#### Brano da esaminare ####
In questa storia di misteri ci sono tre bare e cinque persone ancora ricoverate in ospedale. E poi tre case — in via Fiume e in via Padova a Nova Milanese (Monza e Brianza) e in via Thanner a Santa Marizza di Varmo (Udine) — dove i carabinieri hanno sequestrato e analizzato di tutto. Dai vasetti di conserve, al sugo, all’acqua del pozzo, alla farina e alle patate usate per il purè, fino ai filtri dell’aria condizionata, nell’infinita e vana speranza di trovare la microscopica traccia del killer. Che un nome, a differenza dei romanzi gialli ce l’ha già. E si chiama tallio, un metallo pesante presente nel corpo e nei cibi ma in quantità infinitesime, e che invece diventa un veleno dei più letali a dosaggi appena superiori.
Nei corpi di Patrizia Del Zotto, 62 anni (allergica ai metalli) e dei suoi anziani genitori, Giovanni Battista (94) e Maria Gioia Pittana (87), ce n’era abbastanza non solo da uccidere ma da farlo molto rapidamente. Sono morti nelle prime settimane di ottobre. E lunedì, mentre ancora sono ricoverati l’altra figlia Laura (58), Enrico Ronchi (64) il marito di Patrizia, e la badante Serafina Pogliani (49), in ospedale sono finiti anche l’84enne Alessio Palma, e la moglie Maria Lina Pedon (81), suoceri di uno dei figli dei Del Zotto, Domenico.
#### Righe estratte ####
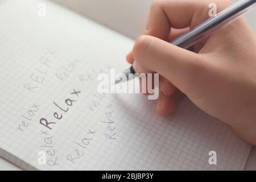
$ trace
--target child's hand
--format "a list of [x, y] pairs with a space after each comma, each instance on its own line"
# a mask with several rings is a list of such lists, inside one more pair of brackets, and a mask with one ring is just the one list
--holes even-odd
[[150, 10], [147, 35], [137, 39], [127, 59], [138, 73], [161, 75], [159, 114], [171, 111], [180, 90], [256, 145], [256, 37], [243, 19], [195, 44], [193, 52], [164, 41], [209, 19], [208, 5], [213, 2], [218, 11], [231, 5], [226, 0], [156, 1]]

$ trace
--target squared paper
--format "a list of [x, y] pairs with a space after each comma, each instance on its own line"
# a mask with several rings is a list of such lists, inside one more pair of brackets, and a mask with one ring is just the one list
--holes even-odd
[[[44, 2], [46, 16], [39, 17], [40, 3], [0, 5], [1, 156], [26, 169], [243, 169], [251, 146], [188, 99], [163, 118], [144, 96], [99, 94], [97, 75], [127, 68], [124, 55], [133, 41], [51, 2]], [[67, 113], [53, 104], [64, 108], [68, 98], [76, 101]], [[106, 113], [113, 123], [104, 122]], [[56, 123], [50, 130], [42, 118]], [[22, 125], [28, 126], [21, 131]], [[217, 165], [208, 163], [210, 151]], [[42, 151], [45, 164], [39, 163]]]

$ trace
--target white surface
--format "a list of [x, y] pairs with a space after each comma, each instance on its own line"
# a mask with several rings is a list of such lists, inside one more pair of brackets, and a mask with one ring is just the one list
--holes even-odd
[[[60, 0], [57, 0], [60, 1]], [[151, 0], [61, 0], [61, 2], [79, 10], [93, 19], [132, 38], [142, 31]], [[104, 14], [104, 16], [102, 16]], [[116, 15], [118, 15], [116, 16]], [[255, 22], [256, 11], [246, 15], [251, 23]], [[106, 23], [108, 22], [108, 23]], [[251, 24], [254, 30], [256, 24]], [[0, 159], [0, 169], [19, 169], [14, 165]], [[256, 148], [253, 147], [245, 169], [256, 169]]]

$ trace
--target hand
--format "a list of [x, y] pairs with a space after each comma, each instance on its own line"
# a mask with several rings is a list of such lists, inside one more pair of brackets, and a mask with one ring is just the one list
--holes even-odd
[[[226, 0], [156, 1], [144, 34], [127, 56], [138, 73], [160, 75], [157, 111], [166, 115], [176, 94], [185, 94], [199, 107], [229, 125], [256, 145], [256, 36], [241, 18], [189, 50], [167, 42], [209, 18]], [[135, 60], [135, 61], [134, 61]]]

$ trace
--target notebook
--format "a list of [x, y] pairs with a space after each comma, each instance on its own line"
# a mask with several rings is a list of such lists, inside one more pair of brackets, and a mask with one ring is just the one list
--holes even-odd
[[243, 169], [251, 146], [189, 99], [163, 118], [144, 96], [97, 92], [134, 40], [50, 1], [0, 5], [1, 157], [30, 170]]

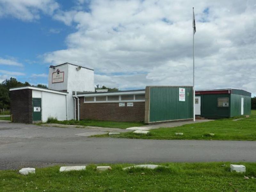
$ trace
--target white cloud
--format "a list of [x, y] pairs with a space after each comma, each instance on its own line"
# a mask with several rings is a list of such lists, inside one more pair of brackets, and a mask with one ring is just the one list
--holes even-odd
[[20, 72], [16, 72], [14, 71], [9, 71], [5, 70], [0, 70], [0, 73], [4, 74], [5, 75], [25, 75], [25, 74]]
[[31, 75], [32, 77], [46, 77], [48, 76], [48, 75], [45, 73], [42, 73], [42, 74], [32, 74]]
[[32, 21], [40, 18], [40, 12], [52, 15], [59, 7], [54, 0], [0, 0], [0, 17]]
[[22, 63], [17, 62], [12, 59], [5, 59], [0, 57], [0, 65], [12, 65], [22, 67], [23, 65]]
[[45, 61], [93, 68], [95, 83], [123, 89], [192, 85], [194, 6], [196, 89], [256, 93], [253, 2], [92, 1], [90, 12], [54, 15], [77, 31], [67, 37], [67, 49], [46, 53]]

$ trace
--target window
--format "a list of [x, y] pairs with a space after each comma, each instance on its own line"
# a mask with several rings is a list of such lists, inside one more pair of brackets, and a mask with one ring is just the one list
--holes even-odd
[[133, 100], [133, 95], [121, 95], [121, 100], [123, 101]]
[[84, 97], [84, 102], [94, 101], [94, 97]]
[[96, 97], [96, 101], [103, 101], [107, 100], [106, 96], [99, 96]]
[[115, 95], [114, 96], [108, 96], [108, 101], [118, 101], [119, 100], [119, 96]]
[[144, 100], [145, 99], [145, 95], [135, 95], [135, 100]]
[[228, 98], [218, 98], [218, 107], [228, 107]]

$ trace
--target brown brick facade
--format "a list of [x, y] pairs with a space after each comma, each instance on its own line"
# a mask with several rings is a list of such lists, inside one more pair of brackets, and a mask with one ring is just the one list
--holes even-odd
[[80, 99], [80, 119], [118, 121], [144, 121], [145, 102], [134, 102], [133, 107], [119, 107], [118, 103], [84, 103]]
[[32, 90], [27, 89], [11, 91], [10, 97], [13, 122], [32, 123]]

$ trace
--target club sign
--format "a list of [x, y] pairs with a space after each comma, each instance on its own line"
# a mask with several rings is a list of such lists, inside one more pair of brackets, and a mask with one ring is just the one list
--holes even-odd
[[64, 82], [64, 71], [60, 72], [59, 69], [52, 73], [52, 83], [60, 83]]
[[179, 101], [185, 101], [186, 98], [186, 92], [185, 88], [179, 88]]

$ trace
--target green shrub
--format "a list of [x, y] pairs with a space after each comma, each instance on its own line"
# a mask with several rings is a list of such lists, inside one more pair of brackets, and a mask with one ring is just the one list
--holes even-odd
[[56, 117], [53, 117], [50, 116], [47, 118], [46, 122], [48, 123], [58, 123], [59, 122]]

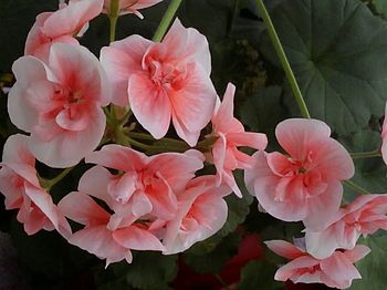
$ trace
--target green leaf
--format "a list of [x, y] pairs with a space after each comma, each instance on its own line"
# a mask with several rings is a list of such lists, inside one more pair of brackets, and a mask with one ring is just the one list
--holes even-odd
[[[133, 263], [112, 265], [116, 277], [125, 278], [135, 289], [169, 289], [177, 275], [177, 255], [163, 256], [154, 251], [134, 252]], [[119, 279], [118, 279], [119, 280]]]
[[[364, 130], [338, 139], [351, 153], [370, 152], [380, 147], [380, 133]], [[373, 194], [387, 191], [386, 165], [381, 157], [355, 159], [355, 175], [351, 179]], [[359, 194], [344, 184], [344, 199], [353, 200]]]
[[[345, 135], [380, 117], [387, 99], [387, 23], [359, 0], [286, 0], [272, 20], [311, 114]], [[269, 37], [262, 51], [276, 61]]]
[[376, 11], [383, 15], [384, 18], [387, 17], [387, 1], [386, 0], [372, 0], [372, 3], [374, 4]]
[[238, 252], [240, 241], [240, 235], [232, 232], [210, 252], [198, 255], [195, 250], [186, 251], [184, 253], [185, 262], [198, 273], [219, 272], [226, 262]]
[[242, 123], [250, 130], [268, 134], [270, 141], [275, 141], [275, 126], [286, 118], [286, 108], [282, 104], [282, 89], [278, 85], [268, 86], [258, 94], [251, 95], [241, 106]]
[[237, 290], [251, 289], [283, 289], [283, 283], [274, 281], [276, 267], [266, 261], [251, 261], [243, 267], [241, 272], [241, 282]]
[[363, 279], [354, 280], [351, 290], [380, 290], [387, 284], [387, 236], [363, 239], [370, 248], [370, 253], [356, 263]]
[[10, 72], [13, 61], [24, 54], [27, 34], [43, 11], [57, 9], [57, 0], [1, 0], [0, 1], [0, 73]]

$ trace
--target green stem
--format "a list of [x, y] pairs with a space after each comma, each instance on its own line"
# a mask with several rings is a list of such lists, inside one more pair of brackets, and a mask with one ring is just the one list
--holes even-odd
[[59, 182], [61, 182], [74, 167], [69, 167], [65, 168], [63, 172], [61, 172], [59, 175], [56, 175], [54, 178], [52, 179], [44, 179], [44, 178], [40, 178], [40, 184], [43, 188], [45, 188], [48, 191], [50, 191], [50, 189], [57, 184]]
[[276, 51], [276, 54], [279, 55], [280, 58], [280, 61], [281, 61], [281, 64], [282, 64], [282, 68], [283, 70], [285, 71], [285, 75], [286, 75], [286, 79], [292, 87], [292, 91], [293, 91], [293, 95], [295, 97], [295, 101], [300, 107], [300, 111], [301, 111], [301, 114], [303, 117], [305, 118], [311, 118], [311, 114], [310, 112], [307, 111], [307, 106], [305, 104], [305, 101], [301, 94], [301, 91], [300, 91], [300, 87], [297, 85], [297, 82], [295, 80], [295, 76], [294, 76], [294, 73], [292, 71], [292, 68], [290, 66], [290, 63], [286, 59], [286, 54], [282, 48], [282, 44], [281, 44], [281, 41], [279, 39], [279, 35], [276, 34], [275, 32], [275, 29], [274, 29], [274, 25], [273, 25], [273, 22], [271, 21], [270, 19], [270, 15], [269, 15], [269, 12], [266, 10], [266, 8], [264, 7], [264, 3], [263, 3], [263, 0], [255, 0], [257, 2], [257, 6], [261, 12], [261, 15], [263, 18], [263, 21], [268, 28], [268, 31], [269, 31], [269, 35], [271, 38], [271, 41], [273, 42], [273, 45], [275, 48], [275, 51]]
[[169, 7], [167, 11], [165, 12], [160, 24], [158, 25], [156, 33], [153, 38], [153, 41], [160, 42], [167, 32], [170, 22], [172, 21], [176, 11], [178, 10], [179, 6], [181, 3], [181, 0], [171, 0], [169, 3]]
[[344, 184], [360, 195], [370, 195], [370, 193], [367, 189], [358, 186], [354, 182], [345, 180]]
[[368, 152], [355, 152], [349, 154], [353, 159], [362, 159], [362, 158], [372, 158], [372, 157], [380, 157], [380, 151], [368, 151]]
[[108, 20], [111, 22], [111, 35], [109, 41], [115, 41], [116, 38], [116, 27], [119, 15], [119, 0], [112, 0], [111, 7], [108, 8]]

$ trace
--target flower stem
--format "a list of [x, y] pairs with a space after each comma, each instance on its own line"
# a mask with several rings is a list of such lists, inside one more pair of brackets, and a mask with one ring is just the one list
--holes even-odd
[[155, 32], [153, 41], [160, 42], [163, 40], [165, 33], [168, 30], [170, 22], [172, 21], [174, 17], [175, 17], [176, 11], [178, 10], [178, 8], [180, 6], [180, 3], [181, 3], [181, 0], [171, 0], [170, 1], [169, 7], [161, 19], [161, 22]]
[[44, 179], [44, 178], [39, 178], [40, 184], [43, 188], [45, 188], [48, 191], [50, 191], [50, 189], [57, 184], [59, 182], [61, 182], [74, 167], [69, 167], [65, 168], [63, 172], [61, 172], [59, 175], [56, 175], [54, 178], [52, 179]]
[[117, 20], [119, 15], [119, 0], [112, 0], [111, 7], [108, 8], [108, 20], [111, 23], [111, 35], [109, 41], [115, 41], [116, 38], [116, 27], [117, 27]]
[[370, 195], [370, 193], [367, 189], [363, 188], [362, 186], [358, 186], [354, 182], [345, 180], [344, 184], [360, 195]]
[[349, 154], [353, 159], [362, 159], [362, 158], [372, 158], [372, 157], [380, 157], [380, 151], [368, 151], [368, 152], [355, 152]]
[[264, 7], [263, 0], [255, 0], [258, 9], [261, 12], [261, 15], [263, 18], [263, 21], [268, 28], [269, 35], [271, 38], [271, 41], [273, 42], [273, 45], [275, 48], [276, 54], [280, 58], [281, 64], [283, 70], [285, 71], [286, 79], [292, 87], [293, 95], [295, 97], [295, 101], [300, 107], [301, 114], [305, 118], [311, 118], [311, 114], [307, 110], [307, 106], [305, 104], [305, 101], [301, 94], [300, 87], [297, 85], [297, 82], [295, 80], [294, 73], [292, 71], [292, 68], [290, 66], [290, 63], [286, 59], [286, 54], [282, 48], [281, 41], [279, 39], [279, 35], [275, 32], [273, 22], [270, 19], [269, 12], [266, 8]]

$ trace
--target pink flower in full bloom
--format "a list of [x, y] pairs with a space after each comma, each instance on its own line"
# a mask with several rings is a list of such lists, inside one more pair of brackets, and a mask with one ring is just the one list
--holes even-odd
####
**Consegna dell'esercizio**
Nel brano sull'avvelenamento da tallio, in che periodo sono morti Patrizia Del Zotto e i suoi genitori? Le righe non hanno alcun ruolo in questo esercizio.

**Risultato del compito**
Nelle prime settimane di ottobre.